Start of EXERCISE MATERIAL
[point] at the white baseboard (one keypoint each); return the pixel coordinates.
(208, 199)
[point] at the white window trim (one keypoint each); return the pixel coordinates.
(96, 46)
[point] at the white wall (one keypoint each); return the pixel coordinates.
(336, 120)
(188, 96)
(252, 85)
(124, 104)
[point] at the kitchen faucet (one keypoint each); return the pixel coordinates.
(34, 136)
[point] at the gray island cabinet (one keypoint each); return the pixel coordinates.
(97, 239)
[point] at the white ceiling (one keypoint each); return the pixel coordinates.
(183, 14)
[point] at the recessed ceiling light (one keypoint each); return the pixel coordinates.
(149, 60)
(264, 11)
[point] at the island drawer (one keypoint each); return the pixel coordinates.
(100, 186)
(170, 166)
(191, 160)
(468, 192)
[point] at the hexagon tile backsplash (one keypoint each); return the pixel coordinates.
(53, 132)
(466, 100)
End of EXERCISE MATERIAL
EXERCISE REQUIREMENTS
Write out all the records above again, substituting "cream" for every "white" and leaving everything else unchanged.

RESPONSE FOR THIS EXERCISE
[point] at the cream baseboard (one keypoint each); return the pixel coordinates.
(208, 199)
[point] at the cream window trim (one keypoint each); return the pixel coordinates.
(96, 46)
[point] at the cream wall (one keypoint each); return the pixel coordinates.
(336, 120)
(188, 96)
(252, 85)
(124, 104)
[point] at the kitchen faucet (one keypoint each); return the pixel coordinates.
(34, 136)
[point] at the gray island cabinet (one keypoint each); return the pixel coordinates.
(97, 239)
[point] at the cream ceiling (one keypoint each); return the pixel coordinates.
(183, 14)
[point] at the recessed ceiling light (one keypoint each); return the pixel coordinates.
(149, 60)
(264, 11)
[point] at the island drawer (one keypoint each); return the pixel coordinates.
(100, 186)
(170, 166)
(191, 160)
(468, 192)
[point] at the hexagon tile backsplash (one keypoint each); return the pixel coordinates.
(53, 132)
(466, 100)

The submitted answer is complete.